■ **Goal of the exercise**
Rewrite the records below as a numbered list, one line per item, with any blank lines dropped.
# # # #
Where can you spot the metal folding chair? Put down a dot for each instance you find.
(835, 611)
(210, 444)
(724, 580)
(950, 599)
# # # #
■ **Response to this exercise**
1. Where can you spot the metal folding chair? Put down a dot for each instance you find.
2. (835, 611)
3. (210, 444)
4. (724, 580)
5. (950, 599)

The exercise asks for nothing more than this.